EXTRACT
April 20, 2016 Bradford Group Administrator

Written by Intern Erin Beck

One of the many tasks I have been working on since my public relations internship began with the Bradford Group is social media. As a lover of all things pop culture and a self-proclaimed social media junkie, I jumped at any opportunity to contribute to the social media for our clients. Not only is this my first internship, but also it is my first experience using social media as a marketing strategy.

My personal Twitter feed is flooded with pictures of food, my opinions on various newsworthy stories and countless Real Housewives references. Needless to say, the work I have done at the Bradford Group is on the other side of the spectrum. We use social media as a tool to drive our clients’ business, share industry-related stories and trends and get people talking.  Here are some of the social media takeaways I’ve learned:


  1. Share what people care about. When I am posting from my personal account, I don’t usually put much thought into if people are going to truly care about what I’m saying — if I did, I would post a lot less pictures of my dog. When it comes to posting for a client, I have to put myself in their audience’s shoes and think, “If I care about Client X, would I also find this interesting?”
  2. Be consistent in posting. If I’m feeling uninspired, I don’t feel guilty for taking a two-week Twitter hiatus on my personal account. That’s not an option when social media is part of your job. Our clients rely on our creativity to leverage their business and that means posting regularly.

RAW RECORDS
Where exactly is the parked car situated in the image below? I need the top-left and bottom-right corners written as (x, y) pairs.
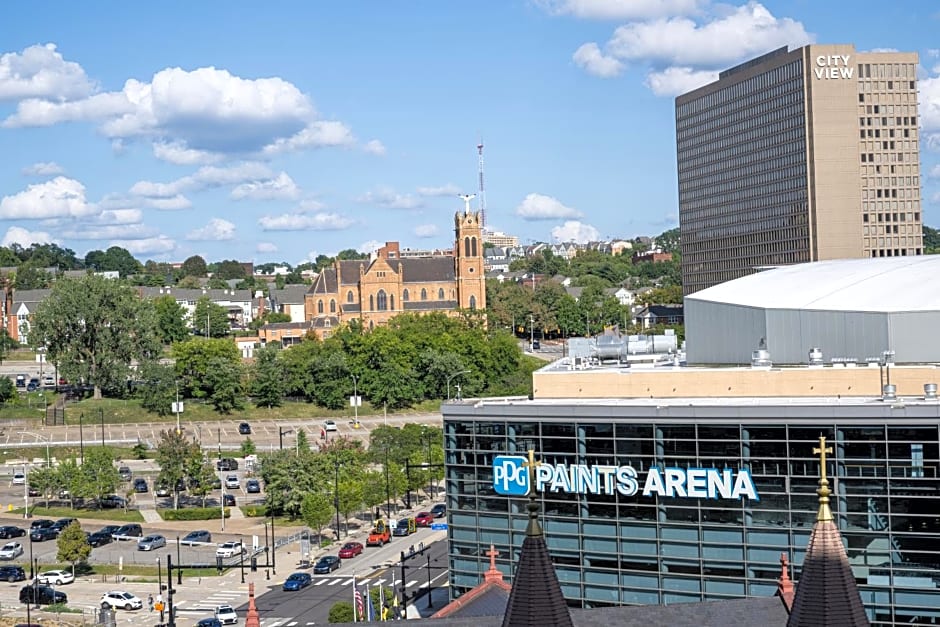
top-left (36, 570), bottom-right (75, 586)
top-left (29, 527), bottom-right (59, 542)
top-left (0, 525), bottom-right (26, 540)
top-left (215, 605), bottom-right (238, 625)
top-left (313, 555), bottom-right (343, 575)
top-left (101, 590), bottom-right (144, 611)
top-left (283, 573), bottom-right (313, 591)
top-left (215, 457), bottom-right (238, 472)
top-left (180, 529), bottom-right (212, 546)
top-left (215, 540), bottom-right (246, 558)
top-left (0, 542), bottom-right (23, 560)
top-left (20, 585), bottom-right (69, 605)
top-left (339, 542), bottom-right (363, 560)
top-left (415, 512), bottom-right (434, 527)
top-left (111, 523), bottom-right (144, 540)
top-left (137, 533), bottom-right (166, 551)
top-left (0, 566), bottom-right (26, 583)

SET EXERCISE A
Say whether each statement agrees with the internship blog post, answering yes or no and quoting the deciding words of the post:
(i) The Bradford Group internship is the writer's first internship.
(ii) When uninspired, the writer may take a two-week break from posting for clients.
(iii) The writer's personal Twitter feed contains Real Housewives references.
SET EXERCISE B
Please write a continuation of the internship blog post, picking up after its final sentence.
None of the material matters here.

TASK RESULT A
(i) Yes: "Not only is this my first internship"
(ii) No: "That’s not an option when social media is part of your job."
(iii) Yes: "countless Real Housewives references"

TASK RESULT B
  3. Keep it professional. You are probably thinking, “Shouldn’t your personal accounts be professional too?” This is more than just making sure your posts aren’t marked “NSFW.”  Beyond the kind of content you post, there are still some “unprofessional” things you can get away with on your personal account that just won’t cut it for a client. For example, I don’t usually check my personal posts for typos before sending them out. At work, I triple-check.
  4. Learn a client’s tone. Your tone on your personal Twitter or Facebook comes naturally. You don’t go to post something and wonder, “Does this sound like me?” Of course it does. On the other hand, posting to match a company’s tone takes a little more polishing. When tackling a new client, I like to start by reading a month’s worth of their tweets to familiarize myself with their tone.
  5. Track your results. Every month, the Bradford Group completes a social media report that shows the results and success we had on Twitter, Facebook or LinkedIn for a specific client. We use that report to determine what type of posts get the most feedback, which shapes how we interact on that client’s social platforms in the future. Even the most dedicated PR pro probably doesn’t do this for her personal account.

Social media, whether you’re using it personally or professionally, is a great tool. I’m thankful I’ve chosen a career path where the tweeting doesn’t stop when I get to work. Although my PR internship with the Bradford Group will soon come to an end, I will continue to stay social media-savvy thanks to the practice and hands-on experience I’ve had during my internship.